• **Exercise**:
Would you set down every entry again, exactly as written?

● ● ● ● ● ● ●

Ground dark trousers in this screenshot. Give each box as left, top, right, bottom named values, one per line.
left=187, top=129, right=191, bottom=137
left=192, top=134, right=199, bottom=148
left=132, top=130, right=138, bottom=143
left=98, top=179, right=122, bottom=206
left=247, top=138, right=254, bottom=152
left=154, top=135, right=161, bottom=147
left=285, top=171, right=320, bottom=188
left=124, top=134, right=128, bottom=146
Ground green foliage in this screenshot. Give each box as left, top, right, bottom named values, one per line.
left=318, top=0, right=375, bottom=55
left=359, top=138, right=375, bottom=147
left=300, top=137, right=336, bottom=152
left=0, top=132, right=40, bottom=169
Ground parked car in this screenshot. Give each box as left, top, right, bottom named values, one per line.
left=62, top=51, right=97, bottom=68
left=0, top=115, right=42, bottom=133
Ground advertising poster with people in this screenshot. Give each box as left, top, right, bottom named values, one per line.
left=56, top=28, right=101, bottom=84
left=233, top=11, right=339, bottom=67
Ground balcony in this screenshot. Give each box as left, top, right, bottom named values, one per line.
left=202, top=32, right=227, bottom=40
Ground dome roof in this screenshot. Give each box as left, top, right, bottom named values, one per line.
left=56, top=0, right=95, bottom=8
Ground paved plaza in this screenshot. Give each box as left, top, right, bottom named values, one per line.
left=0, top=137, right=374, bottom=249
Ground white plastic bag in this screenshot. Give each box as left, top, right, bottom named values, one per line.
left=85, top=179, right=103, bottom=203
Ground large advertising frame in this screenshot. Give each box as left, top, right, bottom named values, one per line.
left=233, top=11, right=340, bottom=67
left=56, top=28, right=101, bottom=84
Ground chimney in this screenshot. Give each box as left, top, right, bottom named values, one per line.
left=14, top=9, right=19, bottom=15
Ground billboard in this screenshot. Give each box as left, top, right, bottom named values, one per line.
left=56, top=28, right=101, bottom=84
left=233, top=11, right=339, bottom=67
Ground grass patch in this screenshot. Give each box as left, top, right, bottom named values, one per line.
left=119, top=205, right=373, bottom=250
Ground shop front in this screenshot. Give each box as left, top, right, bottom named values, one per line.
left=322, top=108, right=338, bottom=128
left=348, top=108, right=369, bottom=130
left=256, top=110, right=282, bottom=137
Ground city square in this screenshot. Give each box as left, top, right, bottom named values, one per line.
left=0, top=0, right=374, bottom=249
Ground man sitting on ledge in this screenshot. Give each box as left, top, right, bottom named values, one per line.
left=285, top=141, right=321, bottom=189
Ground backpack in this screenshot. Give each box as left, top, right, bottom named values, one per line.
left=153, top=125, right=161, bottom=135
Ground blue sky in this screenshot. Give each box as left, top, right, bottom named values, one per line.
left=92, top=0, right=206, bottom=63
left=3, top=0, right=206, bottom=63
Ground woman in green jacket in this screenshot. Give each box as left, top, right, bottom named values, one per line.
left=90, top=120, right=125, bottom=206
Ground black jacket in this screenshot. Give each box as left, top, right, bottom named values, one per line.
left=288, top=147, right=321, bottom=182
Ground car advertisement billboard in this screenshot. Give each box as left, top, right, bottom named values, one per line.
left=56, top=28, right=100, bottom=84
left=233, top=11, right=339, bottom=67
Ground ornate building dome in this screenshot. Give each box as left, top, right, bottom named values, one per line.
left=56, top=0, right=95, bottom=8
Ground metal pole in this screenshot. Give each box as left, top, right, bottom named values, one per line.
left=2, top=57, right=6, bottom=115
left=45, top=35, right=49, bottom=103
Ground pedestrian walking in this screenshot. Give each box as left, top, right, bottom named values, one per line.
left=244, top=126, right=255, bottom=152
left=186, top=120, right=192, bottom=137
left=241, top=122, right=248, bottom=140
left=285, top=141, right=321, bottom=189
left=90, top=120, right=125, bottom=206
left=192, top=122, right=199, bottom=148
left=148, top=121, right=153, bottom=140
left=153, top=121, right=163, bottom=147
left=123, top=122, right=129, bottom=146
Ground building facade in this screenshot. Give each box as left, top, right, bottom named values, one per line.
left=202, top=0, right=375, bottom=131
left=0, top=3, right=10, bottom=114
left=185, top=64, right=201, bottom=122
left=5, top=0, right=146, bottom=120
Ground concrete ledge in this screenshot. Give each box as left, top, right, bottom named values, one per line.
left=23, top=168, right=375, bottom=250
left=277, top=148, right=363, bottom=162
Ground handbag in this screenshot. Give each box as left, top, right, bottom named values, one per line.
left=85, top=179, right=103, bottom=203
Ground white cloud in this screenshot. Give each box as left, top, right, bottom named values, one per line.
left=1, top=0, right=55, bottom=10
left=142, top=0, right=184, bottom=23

● ● ● ● ● ● ●

• **Written response**:
Ground dark trousers in this screenshot. Give each box as left, top, right, bottom named values, one per line.
left=187, top=129, right=191, bottom=137
left=192, top=134, right=199, bottom=148
left=132, top=130, right=138, bottom=143
left=98, top=179, right=122, bottom=206
left=247, top=138, right=254, bottom=152
left=154, top=135, right=161, bottom=147
left=285, top=171, right=320, bottom=188
left=124, top=134, right=128, bottom=146
Ground green foliage in this screenshot. Give each box as left, top, right, bottom named values, one per line.
left=318, top=0, right=375, bottom=55
left=359, top=138, right=375, bottom=147
left=300, top=137, right=336, bottom=152
left=0, top=132, right=40, bottom=169
Ground parked car in this screenshot. Give each box as left, top, right, bottom named values, one per line.
left=62, top=51, right=97, bottom=68
left=0, top=115, right=42, bottom=133
Ground advertising poster with people in this screenshot. Give each box as left, top, right, bottom named values, one per line.
left=56, top=28, right=101, bottom=84
left=233, top=11, right=339, bottom=67
Ground balcony in this screenshot. Give each box as left, top, right, bottom named values, one per line.
left=202, top=32, right=227, bottom=40
Ground dome roof in this screenshot. Give each box as left, top, right, bottom named values, one per line.
left=56, top=0, right=95, bottom=8
Ground paved plaza in this screenshot. Give each box as left, top, right, bottom named values, one per line.
left=0, top=137, right=374, bottom=249
Ground white plastic bag in this screenshot. Give each box as left, top, right, bottom named values, one per line.
left=85, top=179, right=103, bottom=203
Ground large advertising frame in this screenshot. Give each box as left, top, right, bottom named values, one per line.
left=233, top=11, right=340, bottom=67
left=56, top=28, right=101, bottom=84
Ground chimney in this screenshot. Give each box as left, top, right, bottom named values, one per line.
left=14, top=9, right=19, bottom=15
Ground billboard in this screenshot. Give each box as left, top, right, bottom named values, one per line.
left=56, top=28, right=101, bottom=84
left=233, top=11, right=339, bottom=67
Ground grass patch in this screenshot. Give each box as left, top, right, bottom named values, one per line.
left=119, top=205, right=373, bottom=250
Ground shop front in this screenshot. Give each box as left, top, right, bottom named values, one per line.
left=322, top=108, right=338, bottom=128
left=348, top=108, right=369, bottom=130
left=256, top=110, right=282, bottom=137
Ground city square in this screenshot. Give each box as left, top, right, bottom named values, one per line.
left=0, top=0, right=374, bottom=249
Ground man sitting on ledge in this screenshot. Give each box as left, top, right, bottom named values, one per line.
left=285, top=141, right=321, bottom=189
Ground backpack in this screenshot. Give each box as left, top, right, bottom named values, one per line.
left=153, top=125, right=161, bottom=135
Ground blue sky in this screenshot. Give each box as left, top, right, bottom named values, one per line.
left=92, top=0, right=206, bottom=63
left=3, top=0, right=206, bottom=63
Ground woman in green jacket in this screenshot. Give each box as left, top, right, bottom named values, one per line.
left=90, top=120, right=125, bottom=206
Ground black jacket in this screenshot. Give each box as left, top, right, bottom named values, one per line.
left=288, top=147, right=321, bottom=182
Ground car advertisement billboard in this screenshot. Give each box as left, top, right, bottom named values, one per line.
left=56, top=28, right=100, bottom=84
left=233, top=11, right=339, bottom=67
Ground ornate building dome in this screenshot. Give each box as left, top, right, bottom named values, one per line.
left=56, top=0, right=95, bottom=8
Ground metal pole in this screenshot. Give each box as left, top, right, bottom named values, one per line.
left=2, top=57, right=6, bottom=115
left=45, top=35, right=49, bottom=103
Ground pedestrian walking in this screenshot. Give each box as left, top, right, bottom named values, one per line.
left=244, top=126, right=255, bottom=152
left=186, top=120, right=192, bottom=137
left=241, top=122, right=248, bottom=140
left=285, top=141, right=321, bottom=189
left=90, top=120, right=125, bottom=206
left=192, top=122, right=199, bottom=148
left=148, top=121, right=153, bottom=140
left=153, top=121, right=163, bottom=147
left=123, top=122, right=129, bottom=146
Ground building facade in this screenshot. Give each box as left, top, right, bottom named values, one per line.
left=202, top=0, right=375, bottom=131
left=0, top=3, right=10, bottom=114
left=185, top=64, right=201, bottom=122
left=5, top=0, right=146, bottom=120
Ground concrete ledge in this screenshot. Give each box as left, top, right, bottom named values, one per line.
left=23, top=168, right=375, bottom=250
left=277, top=148, right=363, bottom=162
Ground handbag in this screenshot. Give each box as left, top, right, bottom named values, one per line.
left=85, top=179, right=103, bottom=203
Ground white cloud in this screenshot. Give each box as left, top, right, bottom named values, one per line.
left=1, top=0, right=55, bottom=10
left=142, top=0, right=184, bottom=23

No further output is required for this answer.